The Beatles were many things simultaneously: they were the most famous celebrities of their day…the best songwriters of their age…and, ultimately, the most beloved band of all time. And one more thing: The Beatles were also the most creative single force to ever hit popular music. The band influenced generations, and the group still continues to have a profound impact. The Beatles not only changed the way music was being made, they forever changed music.

The fifth Beatle: Producer George Martin (center) worked on all but one of The Beatles’ albums.

Through ceaseless inventiveness, The Beatles set musical trends that are still being followed. They never rested on their achievements, constantly stretching the boundaries of pop music. There is a chartable creative progression that begins with the first Beatle album and ends with the last. It should also be noted that The Beatles were assisted greatly by studio wizard George Martin, who produced every Beatle album (except Let it Be) and helped the band with their various sonic experiments.

Trying to list The Beatles’ various creative achievements would take forever, but we can zero in on five songs that demonstrate the band’s technical mastery.

I Feel Fine (Beatles ’65, 1964)
How It Changed Music:  The first intentional use of feedback in a pop music recording. 

Filming the video to accompany “I Feel Fine,” Ringo plays exercise bike. On the record, he employs a rhythm that can be traced to Ray Charles’ “What’d I Say.”

In 1964, the idea of musicians actually trying to get their instruments to produce distortion was radically new. And although The Beatles certainly didn’t invent feedback and weren’t the first to incorporate it into their live act (The Who or The Kinks probably have that distinction), The Beatles were the first to release a single that featured feedback.

• GIVEN REQUEST A: Please pick out every line of the listing below that contains the word "napkin".

[Point annotation dataset listing]

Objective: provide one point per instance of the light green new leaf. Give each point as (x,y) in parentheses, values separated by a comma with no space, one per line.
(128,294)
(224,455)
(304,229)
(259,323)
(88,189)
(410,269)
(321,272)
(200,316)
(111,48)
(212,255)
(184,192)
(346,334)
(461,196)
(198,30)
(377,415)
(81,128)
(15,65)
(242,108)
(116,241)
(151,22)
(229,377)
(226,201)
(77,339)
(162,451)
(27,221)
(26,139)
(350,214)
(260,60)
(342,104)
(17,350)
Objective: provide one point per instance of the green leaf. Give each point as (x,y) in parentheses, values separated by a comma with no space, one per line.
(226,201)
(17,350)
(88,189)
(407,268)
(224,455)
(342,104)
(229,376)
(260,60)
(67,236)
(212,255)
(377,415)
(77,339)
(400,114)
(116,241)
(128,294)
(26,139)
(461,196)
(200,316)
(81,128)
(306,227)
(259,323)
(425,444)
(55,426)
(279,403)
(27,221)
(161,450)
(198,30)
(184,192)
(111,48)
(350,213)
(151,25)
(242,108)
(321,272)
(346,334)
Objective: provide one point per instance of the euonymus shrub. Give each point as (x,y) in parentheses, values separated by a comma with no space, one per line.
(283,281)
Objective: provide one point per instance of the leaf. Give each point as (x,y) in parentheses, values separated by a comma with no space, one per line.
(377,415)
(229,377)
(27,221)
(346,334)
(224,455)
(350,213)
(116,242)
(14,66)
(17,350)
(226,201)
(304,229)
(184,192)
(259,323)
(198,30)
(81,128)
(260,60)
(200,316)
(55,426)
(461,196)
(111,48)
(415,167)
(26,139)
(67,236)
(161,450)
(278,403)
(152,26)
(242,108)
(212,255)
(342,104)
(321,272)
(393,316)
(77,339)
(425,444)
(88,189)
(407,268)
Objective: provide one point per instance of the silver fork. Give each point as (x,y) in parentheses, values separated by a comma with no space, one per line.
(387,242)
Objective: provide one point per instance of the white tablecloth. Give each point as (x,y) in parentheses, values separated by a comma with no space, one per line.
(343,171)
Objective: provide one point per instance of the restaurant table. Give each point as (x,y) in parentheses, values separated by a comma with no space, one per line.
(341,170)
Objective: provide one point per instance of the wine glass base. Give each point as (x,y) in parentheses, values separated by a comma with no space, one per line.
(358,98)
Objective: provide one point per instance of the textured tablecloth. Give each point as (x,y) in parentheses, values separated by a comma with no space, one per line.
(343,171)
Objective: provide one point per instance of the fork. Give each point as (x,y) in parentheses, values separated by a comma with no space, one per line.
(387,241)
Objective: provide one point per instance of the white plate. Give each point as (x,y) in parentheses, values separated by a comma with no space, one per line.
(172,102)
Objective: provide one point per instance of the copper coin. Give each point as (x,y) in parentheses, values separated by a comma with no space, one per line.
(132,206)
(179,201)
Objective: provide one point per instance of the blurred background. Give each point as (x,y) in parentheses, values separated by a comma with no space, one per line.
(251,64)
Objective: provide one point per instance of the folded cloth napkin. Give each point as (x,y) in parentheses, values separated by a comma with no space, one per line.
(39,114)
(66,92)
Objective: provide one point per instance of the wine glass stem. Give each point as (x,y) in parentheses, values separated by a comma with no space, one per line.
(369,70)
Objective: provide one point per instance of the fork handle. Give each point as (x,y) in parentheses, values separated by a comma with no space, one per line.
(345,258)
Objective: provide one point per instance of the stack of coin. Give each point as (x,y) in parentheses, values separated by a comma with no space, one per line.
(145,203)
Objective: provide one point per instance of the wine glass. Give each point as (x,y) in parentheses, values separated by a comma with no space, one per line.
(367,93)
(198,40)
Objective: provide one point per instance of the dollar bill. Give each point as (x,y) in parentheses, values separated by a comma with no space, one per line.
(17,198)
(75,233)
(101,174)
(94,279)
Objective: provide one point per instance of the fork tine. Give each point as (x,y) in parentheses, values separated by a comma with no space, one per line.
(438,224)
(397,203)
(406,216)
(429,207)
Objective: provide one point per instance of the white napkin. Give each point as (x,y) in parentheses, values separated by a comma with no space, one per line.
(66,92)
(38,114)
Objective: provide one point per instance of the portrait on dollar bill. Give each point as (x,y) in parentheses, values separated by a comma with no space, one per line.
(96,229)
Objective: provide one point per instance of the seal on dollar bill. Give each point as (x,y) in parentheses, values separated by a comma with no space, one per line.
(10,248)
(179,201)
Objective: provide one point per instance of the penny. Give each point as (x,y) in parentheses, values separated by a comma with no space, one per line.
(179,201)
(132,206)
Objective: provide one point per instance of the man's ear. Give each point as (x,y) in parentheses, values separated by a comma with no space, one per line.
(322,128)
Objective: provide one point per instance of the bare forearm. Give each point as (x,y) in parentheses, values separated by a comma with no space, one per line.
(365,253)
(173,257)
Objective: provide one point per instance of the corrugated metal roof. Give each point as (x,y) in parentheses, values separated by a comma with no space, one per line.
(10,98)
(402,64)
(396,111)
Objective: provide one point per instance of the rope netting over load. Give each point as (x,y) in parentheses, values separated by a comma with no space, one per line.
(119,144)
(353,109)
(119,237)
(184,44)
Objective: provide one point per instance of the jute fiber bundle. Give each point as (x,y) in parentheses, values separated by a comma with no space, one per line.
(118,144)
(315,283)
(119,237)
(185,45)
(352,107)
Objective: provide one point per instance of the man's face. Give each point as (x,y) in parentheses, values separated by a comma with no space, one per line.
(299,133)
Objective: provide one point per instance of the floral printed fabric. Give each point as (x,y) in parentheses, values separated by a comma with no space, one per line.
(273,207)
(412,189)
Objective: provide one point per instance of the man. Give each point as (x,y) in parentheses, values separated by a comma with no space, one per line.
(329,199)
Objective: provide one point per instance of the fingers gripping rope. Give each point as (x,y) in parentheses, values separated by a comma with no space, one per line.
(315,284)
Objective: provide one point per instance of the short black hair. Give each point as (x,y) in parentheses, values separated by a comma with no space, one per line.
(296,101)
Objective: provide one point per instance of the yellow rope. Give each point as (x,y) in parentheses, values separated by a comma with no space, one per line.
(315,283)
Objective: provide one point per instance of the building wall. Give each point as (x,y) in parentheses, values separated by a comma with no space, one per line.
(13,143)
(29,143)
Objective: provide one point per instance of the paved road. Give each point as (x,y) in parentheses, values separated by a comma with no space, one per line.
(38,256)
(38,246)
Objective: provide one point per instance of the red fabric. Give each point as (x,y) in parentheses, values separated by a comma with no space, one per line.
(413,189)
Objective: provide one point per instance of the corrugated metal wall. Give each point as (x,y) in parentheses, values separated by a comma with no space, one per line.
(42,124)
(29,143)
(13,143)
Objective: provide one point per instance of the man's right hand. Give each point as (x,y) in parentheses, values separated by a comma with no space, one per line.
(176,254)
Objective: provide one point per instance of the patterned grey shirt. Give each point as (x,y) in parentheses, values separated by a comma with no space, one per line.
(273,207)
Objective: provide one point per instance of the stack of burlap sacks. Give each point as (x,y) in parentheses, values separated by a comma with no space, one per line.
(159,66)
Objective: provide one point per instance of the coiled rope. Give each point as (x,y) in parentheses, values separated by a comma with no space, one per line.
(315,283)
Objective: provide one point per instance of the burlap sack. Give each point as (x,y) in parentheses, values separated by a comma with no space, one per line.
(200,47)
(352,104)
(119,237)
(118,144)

• GIVEN REQUEST B: According to the Beatles passage, which Beatles album did George Martin not produce?

• FULL SOLUTION A:
Objective: provide one point per instance of the folded cloth napkin. Give each point as (x,y) in parentheses, values separated by a comma with no space, one per line.
Objective: provide one point per instance of the white napkin. Give each point as (x,y) in parentheses, values separated by a comma with no space, one per line.

• FULL SOLUTION B: Let it Be